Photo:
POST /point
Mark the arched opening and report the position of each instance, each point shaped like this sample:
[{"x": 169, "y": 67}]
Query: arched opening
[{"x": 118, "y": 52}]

■ **Your goal**
Whenever a line in the data holds "point", copy that line.

■ **Written reply**
POST /point
Mark the arched opening and report the position of each instance, each point shaped like this sample:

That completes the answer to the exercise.